-- Start ENTRIES --

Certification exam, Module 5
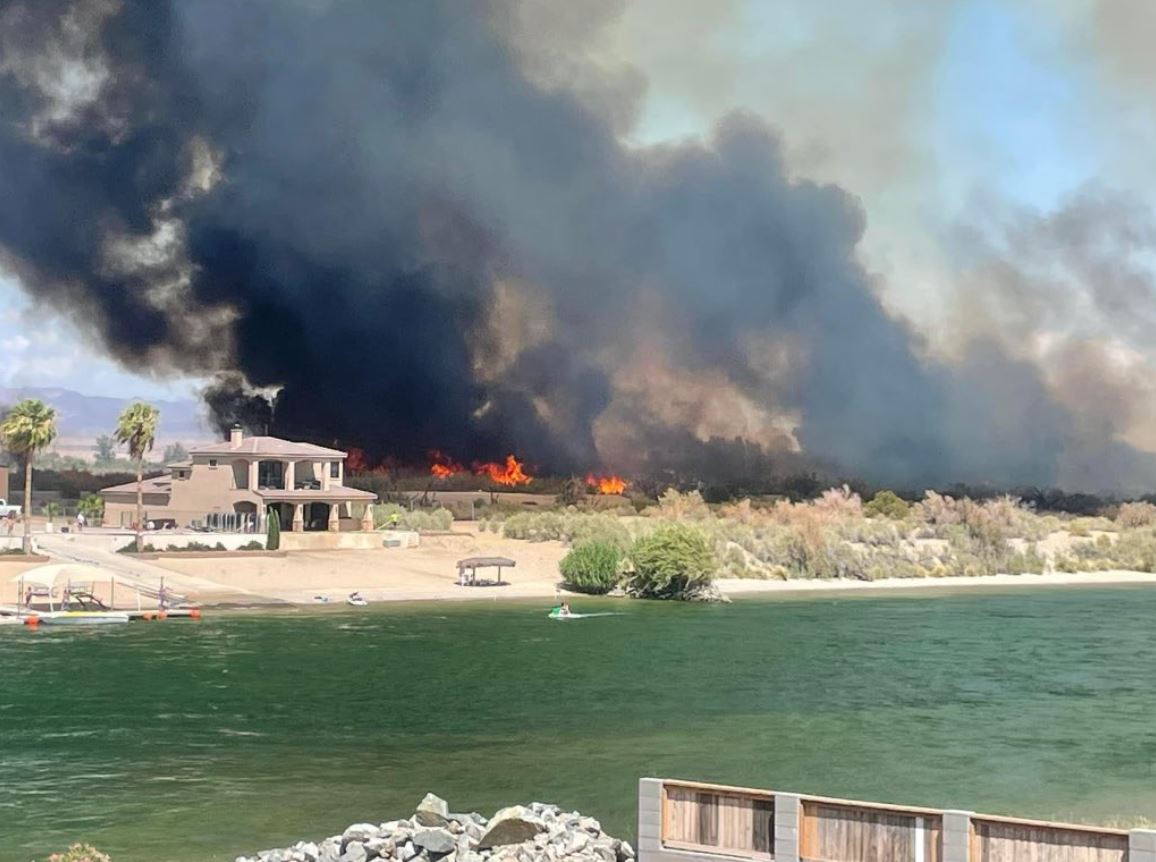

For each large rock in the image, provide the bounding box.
[414,793,450,826]
[477,805,546,850]
[341,841,369,862]
[341,823,381,844]
[414,826,458,855]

-- End ENTRIES --

Convert the material above into a two-column CSV headed instruction and boxes, with one row for each instruction and its answer. Put each field in double quotes, replace line breaks with spaces, and leave out the pictures.

▸ **SOLUTION FOR THIS EXERCISE**:
instruction,boxes
"Certification exam, Module 5 For each large rock in the image, provide the bounding box.","[414,793,450,826] [477,805,546,850] [341,841,369,862] [341,823,381,844] [414,826,458,855]"